- [TASK] Please state how many lines of the records below contain the string "stem". Reply with the number alone.

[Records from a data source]
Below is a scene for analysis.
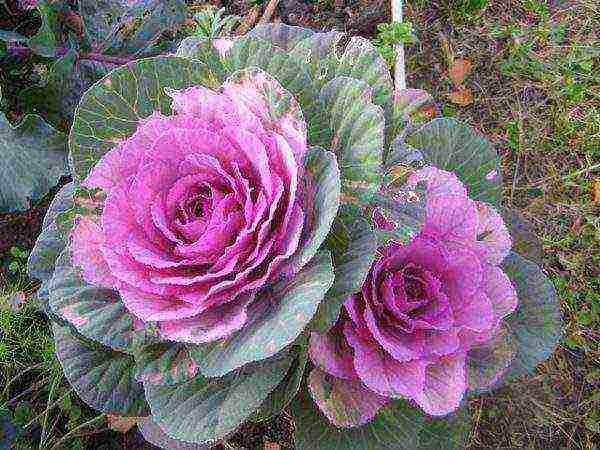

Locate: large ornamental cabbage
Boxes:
[29,25,559,450]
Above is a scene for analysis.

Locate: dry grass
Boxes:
[406,0,600,449]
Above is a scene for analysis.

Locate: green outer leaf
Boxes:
[310,207,377,333]
[175,36,230,81]
[0,30,27,42]
[190,252,334,377]
[406,118,502,205]
[335,36,394,119]
[416,404,472,450]
[291,387,423,450]
[21,50,110,129]
[27,0,59,58]
[49,247,134,351]
[135,342,198,385]
[69,56,223,180]
[320,77,385,197]
[290,31,344,89]
[386,89,439,149]
[52,324,148,417]
[27,183,74,300]
[247,23,315,52]
[498,208,542,265]
[0,113,68,212]
[292,147,341,269]
[251,345,308,422]
[137,417,214,450]
[502,252,563,380]
[144,358,291,443]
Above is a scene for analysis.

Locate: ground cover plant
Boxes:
[1,0,596,448]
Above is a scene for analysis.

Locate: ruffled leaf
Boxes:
[145,358,291,443]
[292,390,422,450]
[224,36,329,145]
[467,327,516,393]
[320,77,385,198]
[290,31,394,116]
[69,56,221,180]
[308,369,390,428]
[0,113,68,212]
[416,405,472,450]
[79,0,187,56]
[406,118,502,204]
[49,247,134,351]
[502,252,563,379]
[310,207,377,332]
[292,147,341,268]
[52,324,148,417]
[190,252,334,377]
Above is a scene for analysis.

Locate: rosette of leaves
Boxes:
[292,96,562,450]
[29,22,391,448]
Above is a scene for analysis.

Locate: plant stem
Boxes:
[50,414,106,450]
[392,0,406,91]
[258,0,279,25]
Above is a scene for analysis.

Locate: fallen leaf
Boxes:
[106,414,138,433]
[448,88,473,106]
[449,58,473,87]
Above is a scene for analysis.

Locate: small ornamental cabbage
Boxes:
[29,25,560,450]
[69,71,322,343]
[310,167,518,426]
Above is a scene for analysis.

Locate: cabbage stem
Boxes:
[392,0,406,90]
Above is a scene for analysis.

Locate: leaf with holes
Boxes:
[291,388,423,450]
[69,56,221,180]
[27,183,74,301]
[49,247,134,352]
[0,113,68,212]
[52,324,148,417]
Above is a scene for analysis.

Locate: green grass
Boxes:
[406,0,600,450]
[0,274,103,450]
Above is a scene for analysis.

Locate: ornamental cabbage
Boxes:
[310,167,518,426]
[29,25,559,450]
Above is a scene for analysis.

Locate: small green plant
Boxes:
[8,247,29,275]
[194,6,239,40]
[454,0,489,20]
[375,22,417,67]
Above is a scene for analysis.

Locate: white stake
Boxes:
[392,0,406,90]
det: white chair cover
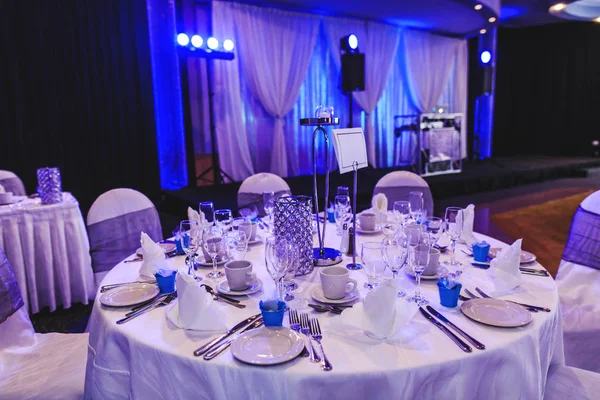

- [EXERCISE OUTPUT] 2